Text passage –
— Begin —

I hope everyone had a good break. As you can see, the crack web consulting company of Dewey, Cheatham and Howe did a makeover of the CS web site over the break. The main motivation for the change was that the old web site offered the same perspective to all visitors, and you had to guess where the information you were looking for was located. The new site offers different perspectives for different classes of visitors. We've included the links we think you'll find useful on the left. Please let me know if you have other links to suggest.

We're running this blog out of blogger mainly because it provides a RSS feed, and I invite you to add this to your list of feeds. Blogger also provides a facility for posting comments, and I do hope we will see some dialogue back and forth in the next few months. Postings will be a combination of informational and opinion about some current practices in the department (more on that later).

— End —

Source excerpt –

— Begin —

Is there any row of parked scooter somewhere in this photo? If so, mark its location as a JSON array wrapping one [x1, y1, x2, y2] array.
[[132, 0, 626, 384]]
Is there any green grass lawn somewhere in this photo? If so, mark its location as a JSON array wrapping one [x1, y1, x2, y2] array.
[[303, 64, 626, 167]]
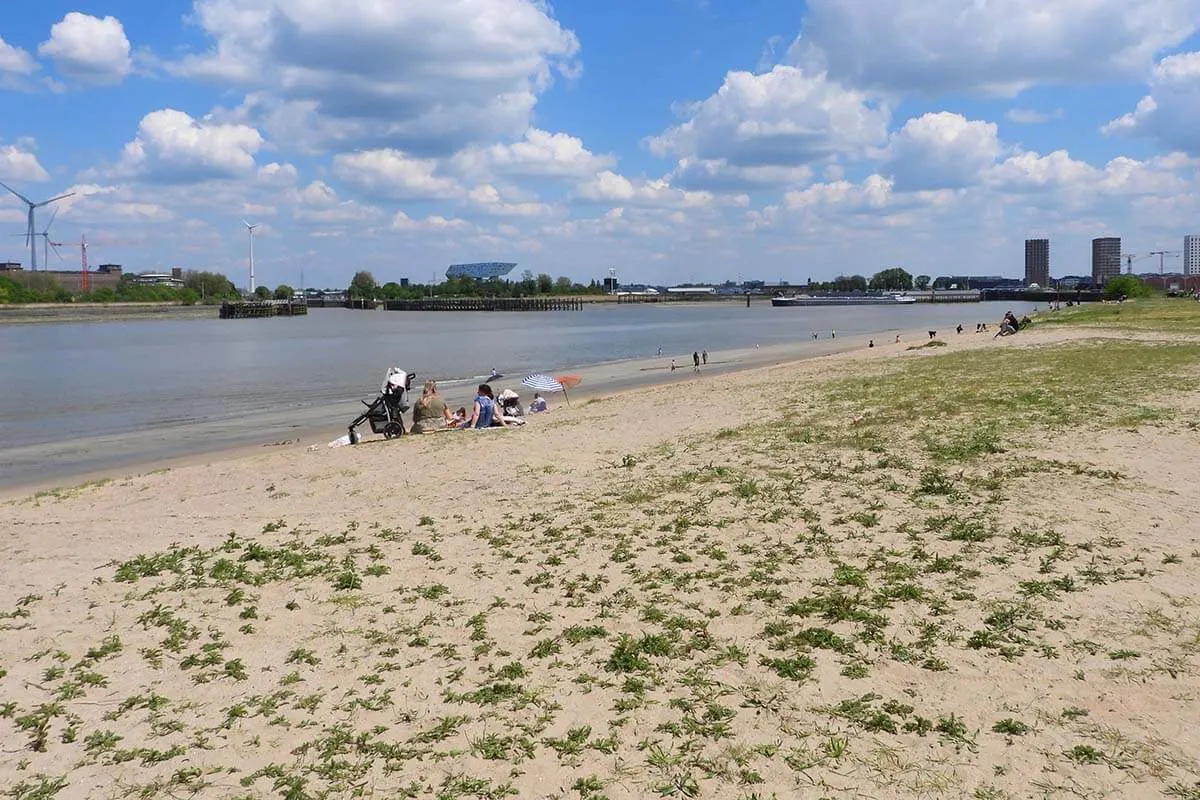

— End —

Write out the part of the post on the CS website makeover starting with "I hope everyone" and going on through "links to suggest.", word for word.

Result –
I hope everyone had a good break. As you can see, the crack web consulting company of Dewey, Cheatham and Howe did a makeover of the CS web site over the break. The main motivation for the change was that the old web site offered the same perspective to all visitors, and you had to guess where the information you were looking for was located. The new site offers different perspectives for different classes of visitors. We've included the links we think you'll find useful on the left. Please let me know if you have other links to suggest.